— BEGIN Information shown —
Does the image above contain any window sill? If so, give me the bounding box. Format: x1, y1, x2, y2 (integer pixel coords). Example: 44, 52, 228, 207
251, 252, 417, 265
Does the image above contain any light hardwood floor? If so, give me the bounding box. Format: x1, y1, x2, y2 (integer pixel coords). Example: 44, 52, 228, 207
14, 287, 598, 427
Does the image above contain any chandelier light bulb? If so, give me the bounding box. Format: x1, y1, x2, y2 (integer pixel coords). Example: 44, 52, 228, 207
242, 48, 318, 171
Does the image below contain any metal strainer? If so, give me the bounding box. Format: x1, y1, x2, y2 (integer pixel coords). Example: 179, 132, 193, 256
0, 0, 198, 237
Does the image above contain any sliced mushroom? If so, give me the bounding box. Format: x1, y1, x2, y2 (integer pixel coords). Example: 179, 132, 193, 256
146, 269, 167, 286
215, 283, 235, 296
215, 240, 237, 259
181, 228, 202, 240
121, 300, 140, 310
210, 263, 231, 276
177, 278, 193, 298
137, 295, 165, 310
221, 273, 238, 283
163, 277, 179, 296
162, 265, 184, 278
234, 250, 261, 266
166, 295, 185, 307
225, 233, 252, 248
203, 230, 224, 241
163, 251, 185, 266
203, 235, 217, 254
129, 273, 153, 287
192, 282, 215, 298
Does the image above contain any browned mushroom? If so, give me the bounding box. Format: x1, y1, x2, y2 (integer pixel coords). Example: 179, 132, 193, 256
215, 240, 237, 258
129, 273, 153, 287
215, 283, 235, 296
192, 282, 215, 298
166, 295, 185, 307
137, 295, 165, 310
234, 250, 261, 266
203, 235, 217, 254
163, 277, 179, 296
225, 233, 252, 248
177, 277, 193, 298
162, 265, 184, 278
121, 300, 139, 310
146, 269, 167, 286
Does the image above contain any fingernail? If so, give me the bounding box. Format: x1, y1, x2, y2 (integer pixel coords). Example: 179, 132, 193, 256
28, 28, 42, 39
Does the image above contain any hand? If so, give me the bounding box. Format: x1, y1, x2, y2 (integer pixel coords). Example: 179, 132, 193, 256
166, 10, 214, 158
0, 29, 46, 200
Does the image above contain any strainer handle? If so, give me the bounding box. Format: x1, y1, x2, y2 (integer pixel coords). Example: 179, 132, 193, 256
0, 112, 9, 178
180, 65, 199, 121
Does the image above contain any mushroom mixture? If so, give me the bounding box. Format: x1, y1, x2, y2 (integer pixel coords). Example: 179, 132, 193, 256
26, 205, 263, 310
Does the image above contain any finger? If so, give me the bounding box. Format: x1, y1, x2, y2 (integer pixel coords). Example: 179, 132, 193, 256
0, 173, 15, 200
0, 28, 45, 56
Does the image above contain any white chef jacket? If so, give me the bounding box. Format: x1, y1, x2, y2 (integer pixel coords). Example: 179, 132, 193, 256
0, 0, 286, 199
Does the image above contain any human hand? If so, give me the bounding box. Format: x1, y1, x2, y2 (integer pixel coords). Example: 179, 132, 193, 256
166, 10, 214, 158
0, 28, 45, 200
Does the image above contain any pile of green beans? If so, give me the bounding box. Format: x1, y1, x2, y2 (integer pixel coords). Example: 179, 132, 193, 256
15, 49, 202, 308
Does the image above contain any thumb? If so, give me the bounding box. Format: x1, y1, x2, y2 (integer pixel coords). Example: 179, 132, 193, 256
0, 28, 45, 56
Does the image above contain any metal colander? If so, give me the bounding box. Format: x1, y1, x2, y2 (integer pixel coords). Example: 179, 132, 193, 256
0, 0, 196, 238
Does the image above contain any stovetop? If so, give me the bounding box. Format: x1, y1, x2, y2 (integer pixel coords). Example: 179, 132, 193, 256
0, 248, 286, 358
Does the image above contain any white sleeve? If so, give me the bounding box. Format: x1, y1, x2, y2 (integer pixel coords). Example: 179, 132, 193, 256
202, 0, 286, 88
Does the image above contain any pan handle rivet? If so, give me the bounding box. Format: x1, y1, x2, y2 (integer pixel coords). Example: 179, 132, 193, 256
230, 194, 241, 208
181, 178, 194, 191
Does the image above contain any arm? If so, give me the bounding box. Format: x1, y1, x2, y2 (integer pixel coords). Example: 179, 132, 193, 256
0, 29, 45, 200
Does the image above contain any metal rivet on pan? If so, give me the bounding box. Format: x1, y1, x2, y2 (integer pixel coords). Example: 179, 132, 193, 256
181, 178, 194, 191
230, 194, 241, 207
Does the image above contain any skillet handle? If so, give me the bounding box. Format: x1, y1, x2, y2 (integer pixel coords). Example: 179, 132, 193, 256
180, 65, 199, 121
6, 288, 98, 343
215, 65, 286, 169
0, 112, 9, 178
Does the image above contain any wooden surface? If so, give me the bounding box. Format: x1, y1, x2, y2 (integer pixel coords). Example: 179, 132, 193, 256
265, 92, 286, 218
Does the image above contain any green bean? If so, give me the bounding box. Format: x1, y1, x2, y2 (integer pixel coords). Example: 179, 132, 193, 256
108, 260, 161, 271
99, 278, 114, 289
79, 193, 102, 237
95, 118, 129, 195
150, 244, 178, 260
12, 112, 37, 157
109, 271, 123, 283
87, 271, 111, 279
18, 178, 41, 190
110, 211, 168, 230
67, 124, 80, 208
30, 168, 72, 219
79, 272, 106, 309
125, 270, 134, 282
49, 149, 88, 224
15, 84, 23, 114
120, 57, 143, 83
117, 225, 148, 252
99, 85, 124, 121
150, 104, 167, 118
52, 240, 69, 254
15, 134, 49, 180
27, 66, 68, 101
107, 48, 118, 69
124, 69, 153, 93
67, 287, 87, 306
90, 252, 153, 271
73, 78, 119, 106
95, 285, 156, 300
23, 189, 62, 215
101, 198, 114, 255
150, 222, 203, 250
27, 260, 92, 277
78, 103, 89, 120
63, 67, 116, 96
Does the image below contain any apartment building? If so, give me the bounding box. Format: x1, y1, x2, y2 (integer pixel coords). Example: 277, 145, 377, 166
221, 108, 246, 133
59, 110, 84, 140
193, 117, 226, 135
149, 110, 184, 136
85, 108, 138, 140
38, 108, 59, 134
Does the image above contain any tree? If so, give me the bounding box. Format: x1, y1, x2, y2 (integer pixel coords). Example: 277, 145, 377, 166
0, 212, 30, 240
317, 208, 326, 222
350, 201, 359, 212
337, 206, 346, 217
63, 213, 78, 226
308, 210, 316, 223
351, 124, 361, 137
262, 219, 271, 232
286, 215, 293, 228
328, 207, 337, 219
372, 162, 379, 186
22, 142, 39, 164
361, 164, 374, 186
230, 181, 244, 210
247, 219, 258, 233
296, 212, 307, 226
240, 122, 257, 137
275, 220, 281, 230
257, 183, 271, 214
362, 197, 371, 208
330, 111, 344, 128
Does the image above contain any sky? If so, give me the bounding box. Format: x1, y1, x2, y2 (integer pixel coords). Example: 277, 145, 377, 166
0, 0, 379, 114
— END Information shown —
— BEGIN Information shown —
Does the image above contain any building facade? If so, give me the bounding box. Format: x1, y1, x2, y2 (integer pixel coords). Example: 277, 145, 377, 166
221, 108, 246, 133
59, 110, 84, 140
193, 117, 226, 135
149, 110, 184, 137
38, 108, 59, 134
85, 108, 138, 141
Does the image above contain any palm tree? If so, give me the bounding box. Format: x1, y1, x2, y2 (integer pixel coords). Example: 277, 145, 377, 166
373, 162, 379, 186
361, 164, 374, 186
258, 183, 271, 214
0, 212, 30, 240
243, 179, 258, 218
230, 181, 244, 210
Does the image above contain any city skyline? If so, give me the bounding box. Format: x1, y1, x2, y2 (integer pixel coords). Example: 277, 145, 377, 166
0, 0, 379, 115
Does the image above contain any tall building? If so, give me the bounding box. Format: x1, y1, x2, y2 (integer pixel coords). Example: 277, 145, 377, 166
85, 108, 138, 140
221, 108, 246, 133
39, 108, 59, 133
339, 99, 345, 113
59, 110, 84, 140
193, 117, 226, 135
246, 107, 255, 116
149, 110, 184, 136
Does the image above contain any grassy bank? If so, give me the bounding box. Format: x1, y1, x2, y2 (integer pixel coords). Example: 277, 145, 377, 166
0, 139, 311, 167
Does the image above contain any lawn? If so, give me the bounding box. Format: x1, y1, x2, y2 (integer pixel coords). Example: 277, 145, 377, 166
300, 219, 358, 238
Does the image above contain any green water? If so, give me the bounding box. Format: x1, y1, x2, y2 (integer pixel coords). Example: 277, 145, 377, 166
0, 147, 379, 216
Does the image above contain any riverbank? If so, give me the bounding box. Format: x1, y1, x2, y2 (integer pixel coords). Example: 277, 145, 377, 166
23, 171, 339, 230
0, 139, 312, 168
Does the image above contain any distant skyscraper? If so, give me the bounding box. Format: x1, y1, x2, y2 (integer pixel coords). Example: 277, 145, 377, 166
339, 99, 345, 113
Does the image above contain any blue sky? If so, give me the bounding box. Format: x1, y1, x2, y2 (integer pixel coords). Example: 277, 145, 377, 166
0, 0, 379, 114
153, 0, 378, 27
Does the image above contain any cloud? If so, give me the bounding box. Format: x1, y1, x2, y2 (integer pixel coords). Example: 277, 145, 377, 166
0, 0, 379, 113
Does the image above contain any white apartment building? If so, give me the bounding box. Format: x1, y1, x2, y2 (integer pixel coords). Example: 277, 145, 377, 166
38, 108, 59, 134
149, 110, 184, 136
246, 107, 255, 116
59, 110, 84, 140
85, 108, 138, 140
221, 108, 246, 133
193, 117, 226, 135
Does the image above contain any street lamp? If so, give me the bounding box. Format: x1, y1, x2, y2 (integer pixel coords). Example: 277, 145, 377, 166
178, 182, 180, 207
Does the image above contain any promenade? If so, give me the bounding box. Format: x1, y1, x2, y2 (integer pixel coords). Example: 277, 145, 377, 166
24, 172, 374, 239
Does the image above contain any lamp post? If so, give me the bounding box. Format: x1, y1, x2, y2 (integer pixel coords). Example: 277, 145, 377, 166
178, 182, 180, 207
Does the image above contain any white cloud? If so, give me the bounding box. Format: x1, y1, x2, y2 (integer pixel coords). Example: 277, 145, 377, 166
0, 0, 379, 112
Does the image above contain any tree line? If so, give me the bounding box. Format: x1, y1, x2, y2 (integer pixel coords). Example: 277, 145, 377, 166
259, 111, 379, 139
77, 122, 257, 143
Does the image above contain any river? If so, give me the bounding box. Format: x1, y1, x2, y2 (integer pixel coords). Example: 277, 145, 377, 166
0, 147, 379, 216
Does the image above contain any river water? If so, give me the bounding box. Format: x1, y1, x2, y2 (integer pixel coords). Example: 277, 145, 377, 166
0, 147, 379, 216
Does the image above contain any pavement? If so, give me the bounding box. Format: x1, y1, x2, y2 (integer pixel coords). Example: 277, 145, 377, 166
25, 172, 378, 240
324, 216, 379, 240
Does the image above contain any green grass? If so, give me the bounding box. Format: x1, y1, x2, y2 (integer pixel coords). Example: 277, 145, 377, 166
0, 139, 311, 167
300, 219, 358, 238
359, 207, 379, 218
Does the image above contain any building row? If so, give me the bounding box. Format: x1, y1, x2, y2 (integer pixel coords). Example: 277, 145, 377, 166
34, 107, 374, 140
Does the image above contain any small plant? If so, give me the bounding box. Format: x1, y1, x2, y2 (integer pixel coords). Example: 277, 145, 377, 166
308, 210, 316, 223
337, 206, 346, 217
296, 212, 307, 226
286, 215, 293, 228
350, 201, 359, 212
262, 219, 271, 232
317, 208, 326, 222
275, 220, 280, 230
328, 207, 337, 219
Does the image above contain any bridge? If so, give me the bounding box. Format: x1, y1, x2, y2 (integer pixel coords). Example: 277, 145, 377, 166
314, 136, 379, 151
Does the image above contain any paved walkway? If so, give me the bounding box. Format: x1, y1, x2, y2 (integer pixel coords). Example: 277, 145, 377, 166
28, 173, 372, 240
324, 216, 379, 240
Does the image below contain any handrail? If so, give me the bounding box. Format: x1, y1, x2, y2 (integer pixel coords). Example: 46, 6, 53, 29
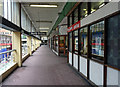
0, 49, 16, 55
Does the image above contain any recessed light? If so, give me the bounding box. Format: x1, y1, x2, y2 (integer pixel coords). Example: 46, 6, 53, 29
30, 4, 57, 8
— END Information shown —
Count the lines above that contain the word "cloud", treating uppercase and lowercase as different, and give only the number.

> [Correct result]:
2